Region pointing data:
───

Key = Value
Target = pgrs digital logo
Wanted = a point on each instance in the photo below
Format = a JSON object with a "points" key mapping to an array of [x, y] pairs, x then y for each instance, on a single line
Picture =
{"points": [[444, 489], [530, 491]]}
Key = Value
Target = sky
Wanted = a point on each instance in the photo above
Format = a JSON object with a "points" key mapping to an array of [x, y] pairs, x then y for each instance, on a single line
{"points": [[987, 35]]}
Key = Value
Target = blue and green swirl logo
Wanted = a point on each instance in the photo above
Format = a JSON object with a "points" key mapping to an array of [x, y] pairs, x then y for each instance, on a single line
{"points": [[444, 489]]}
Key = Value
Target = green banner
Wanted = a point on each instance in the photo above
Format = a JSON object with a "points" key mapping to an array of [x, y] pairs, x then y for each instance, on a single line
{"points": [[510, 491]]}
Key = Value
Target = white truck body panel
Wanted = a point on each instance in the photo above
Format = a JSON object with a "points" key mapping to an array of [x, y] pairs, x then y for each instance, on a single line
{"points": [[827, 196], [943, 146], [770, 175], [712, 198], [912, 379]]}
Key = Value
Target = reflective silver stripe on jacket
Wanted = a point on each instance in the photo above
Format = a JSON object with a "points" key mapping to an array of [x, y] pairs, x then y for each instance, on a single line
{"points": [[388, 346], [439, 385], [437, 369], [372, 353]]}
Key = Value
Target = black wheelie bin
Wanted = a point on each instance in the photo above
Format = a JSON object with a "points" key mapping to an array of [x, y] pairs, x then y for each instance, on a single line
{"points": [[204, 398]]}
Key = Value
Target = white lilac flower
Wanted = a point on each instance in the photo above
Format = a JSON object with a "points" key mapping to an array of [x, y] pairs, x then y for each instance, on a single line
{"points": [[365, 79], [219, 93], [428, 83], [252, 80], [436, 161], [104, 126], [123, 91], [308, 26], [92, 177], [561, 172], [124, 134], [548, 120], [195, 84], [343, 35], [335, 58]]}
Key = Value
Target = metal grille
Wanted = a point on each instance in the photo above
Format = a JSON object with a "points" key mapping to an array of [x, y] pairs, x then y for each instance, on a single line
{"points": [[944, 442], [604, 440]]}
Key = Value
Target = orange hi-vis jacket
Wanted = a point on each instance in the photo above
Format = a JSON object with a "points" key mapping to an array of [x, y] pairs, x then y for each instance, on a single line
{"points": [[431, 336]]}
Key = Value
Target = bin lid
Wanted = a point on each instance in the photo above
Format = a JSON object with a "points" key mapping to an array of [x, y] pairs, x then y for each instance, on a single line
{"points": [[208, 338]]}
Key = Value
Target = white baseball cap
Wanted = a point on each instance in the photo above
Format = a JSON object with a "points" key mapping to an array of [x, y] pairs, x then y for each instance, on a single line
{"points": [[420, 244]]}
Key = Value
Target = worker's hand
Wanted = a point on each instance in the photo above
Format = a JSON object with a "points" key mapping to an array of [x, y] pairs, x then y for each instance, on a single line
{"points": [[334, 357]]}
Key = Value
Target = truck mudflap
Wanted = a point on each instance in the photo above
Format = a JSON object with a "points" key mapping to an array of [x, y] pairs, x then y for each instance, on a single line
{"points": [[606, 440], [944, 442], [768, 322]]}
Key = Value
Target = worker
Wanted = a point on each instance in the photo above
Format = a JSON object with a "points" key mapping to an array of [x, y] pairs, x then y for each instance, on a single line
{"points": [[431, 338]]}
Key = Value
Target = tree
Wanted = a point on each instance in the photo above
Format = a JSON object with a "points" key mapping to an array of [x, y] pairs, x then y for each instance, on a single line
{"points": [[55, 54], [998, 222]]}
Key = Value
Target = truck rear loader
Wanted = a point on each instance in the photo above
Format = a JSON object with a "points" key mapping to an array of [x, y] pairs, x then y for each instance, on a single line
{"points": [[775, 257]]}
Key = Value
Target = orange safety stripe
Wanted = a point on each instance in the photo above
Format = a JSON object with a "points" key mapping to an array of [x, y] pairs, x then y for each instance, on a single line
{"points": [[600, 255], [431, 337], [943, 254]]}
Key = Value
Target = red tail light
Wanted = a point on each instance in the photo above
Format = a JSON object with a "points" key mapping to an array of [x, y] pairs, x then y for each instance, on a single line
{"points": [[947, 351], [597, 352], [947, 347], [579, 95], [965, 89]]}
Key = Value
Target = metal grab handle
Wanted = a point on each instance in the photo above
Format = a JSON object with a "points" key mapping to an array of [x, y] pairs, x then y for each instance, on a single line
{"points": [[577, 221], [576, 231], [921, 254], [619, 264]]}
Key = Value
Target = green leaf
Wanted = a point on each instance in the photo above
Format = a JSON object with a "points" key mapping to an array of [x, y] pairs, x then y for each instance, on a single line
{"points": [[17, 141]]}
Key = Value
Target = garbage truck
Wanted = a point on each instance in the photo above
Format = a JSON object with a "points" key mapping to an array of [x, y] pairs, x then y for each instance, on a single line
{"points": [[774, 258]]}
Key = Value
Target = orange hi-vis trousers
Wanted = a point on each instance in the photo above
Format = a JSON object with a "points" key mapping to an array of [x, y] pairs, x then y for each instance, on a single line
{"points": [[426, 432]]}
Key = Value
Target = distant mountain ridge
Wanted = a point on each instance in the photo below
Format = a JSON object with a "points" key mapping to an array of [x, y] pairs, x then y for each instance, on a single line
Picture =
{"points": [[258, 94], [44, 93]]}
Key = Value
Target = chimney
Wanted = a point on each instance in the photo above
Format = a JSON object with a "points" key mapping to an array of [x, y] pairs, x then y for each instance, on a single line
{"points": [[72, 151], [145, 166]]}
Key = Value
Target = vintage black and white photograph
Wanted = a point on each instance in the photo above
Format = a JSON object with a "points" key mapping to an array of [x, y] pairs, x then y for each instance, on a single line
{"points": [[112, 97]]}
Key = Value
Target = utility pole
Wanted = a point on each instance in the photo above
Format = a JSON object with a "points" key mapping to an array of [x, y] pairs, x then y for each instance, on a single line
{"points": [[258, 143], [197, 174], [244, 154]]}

───

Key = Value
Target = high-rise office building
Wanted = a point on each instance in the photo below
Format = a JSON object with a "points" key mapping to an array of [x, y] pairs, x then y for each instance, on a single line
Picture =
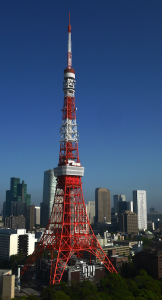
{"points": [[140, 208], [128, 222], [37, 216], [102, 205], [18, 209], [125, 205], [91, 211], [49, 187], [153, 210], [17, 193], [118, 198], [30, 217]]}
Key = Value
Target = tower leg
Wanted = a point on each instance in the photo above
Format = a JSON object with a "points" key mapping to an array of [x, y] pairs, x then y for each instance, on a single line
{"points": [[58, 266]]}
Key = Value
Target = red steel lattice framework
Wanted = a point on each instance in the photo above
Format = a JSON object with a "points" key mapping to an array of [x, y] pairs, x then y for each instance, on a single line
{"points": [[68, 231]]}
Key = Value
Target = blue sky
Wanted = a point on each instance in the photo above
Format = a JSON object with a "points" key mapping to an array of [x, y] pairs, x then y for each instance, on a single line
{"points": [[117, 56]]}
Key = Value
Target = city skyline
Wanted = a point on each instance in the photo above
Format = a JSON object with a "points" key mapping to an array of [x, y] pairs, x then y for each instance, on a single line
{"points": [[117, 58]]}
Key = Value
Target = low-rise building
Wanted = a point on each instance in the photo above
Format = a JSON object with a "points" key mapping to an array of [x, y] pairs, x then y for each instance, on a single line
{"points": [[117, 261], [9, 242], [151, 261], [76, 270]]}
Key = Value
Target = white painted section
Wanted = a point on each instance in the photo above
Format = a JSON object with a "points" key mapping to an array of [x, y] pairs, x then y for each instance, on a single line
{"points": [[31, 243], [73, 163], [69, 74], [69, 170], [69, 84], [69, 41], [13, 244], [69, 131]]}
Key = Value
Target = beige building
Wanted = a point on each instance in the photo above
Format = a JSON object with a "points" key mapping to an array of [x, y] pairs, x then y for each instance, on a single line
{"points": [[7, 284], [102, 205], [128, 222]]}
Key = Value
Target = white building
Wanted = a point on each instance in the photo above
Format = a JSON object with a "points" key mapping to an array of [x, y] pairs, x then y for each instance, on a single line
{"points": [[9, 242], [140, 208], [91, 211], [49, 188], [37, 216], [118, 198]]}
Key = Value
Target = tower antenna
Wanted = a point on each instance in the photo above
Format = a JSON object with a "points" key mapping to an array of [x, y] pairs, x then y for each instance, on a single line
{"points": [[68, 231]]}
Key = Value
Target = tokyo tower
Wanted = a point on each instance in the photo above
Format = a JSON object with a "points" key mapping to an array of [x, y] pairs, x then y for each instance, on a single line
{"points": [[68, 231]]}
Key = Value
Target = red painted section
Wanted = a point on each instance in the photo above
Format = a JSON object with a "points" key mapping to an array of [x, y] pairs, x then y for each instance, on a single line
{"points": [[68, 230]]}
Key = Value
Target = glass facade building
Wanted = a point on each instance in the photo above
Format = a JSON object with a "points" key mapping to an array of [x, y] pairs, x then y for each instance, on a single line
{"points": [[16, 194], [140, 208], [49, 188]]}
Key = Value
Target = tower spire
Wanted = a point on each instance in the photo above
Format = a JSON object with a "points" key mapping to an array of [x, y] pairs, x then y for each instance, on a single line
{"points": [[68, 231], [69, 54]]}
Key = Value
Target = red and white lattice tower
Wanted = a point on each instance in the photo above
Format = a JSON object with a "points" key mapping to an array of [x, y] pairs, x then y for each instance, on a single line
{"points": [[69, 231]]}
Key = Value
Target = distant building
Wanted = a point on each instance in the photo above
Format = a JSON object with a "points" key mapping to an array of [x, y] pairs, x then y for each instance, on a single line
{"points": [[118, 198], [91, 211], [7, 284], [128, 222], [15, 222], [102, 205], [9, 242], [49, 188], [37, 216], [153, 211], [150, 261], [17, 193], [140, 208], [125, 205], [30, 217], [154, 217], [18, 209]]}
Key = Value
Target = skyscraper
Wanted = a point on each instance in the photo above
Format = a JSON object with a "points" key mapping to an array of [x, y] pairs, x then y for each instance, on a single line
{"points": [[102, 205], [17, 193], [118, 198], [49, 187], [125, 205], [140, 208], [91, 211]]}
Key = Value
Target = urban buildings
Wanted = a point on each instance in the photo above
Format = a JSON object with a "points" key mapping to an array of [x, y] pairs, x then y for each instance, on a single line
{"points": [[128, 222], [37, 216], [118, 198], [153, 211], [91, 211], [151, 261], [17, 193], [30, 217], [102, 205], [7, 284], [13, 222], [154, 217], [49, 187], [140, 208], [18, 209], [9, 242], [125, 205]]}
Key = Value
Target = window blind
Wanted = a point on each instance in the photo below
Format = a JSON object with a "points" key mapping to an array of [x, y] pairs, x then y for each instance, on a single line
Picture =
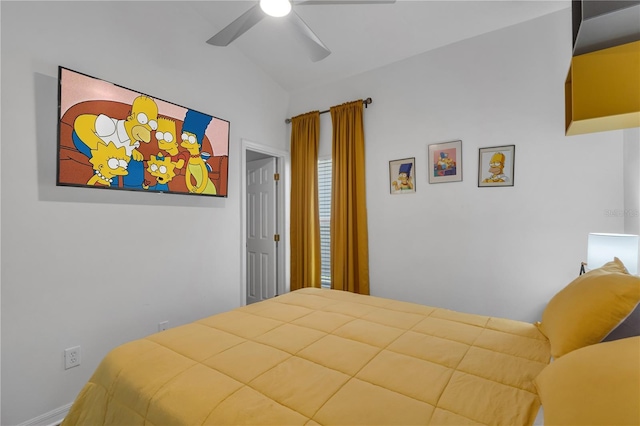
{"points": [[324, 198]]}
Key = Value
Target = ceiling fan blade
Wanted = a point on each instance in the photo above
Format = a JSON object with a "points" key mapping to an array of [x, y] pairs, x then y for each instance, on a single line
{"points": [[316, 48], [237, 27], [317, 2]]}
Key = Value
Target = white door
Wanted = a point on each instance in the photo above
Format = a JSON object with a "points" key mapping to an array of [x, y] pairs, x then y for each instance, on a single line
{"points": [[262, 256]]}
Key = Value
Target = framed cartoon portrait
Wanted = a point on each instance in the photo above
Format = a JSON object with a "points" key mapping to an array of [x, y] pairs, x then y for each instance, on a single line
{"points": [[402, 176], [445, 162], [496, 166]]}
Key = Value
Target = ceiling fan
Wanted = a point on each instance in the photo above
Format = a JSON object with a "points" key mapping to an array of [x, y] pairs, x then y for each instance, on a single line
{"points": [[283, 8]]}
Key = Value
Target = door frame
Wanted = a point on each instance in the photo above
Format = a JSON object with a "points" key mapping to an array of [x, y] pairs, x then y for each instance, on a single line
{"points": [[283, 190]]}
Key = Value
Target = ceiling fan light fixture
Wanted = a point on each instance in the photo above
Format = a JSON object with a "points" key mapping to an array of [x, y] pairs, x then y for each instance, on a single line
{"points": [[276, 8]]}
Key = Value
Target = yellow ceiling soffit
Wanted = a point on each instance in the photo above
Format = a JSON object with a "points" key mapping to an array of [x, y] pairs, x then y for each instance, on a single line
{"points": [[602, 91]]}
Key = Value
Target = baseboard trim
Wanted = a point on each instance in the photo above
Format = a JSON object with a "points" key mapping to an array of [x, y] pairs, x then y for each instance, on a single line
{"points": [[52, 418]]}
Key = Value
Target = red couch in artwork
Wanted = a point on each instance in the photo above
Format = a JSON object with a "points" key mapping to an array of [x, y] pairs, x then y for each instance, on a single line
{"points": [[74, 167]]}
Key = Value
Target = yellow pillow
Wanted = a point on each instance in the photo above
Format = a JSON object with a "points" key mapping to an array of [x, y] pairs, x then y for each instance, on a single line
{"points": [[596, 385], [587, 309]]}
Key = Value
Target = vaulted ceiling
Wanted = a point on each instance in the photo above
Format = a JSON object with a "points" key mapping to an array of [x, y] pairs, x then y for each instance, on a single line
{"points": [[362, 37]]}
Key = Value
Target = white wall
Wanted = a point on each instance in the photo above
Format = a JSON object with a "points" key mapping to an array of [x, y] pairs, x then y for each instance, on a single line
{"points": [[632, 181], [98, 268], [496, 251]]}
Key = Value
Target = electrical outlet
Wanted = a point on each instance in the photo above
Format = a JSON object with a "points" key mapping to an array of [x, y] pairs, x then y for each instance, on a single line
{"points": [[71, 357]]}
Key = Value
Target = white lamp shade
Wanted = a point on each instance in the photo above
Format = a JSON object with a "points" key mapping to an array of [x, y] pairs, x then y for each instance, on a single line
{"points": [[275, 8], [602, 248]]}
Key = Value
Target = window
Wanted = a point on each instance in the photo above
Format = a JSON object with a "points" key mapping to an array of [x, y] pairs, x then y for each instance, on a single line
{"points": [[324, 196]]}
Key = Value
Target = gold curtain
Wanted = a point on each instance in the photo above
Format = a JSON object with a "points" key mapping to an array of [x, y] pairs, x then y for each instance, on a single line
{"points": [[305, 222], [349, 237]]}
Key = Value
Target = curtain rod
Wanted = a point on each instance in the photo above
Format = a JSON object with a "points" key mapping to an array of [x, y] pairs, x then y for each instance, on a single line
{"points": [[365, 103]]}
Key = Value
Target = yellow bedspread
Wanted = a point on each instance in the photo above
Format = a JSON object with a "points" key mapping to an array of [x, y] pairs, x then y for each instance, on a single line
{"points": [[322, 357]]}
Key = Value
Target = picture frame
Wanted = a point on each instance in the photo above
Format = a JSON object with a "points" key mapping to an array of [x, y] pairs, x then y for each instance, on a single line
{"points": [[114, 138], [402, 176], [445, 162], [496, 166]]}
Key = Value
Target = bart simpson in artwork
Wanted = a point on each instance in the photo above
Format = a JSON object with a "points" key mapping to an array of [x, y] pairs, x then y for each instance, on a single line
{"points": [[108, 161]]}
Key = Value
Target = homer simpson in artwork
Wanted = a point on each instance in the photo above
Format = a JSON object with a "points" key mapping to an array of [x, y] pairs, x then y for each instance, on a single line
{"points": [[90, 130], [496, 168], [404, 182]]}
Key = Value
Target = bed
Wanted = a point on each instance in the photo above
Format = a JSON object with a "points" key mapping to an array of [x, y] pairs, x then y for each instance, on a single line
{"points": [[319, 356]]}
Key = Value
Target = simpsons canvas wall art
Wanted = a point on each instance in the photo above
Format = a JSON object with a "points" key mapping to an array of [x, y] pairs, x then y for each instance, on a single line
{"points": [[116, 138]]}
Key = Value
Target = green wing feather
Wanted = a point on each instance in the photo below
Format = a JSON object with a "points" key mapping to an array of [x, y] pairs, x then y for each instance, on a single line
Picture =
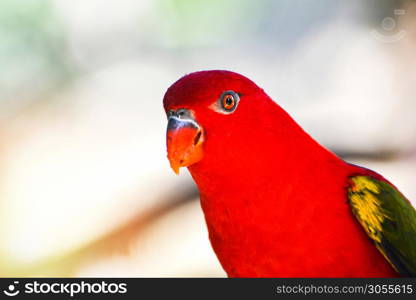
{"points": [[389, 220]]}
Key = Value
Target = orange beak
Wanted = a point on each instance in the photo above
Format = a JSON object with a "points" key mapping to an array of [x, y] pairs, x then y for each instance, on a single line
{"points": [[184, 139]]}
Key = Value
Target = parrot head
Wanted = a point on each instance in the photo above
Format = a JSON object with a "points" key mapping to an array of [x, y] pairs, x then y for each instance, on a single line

───

WHAT TO WORK ON:
For each line of the entries that includes "orange", show that line.

TASK RESPONSE:
Target = orange hi-vis jacket
Target = orange safety stripe
Target = orange hi-vis trousers
Target = orange beak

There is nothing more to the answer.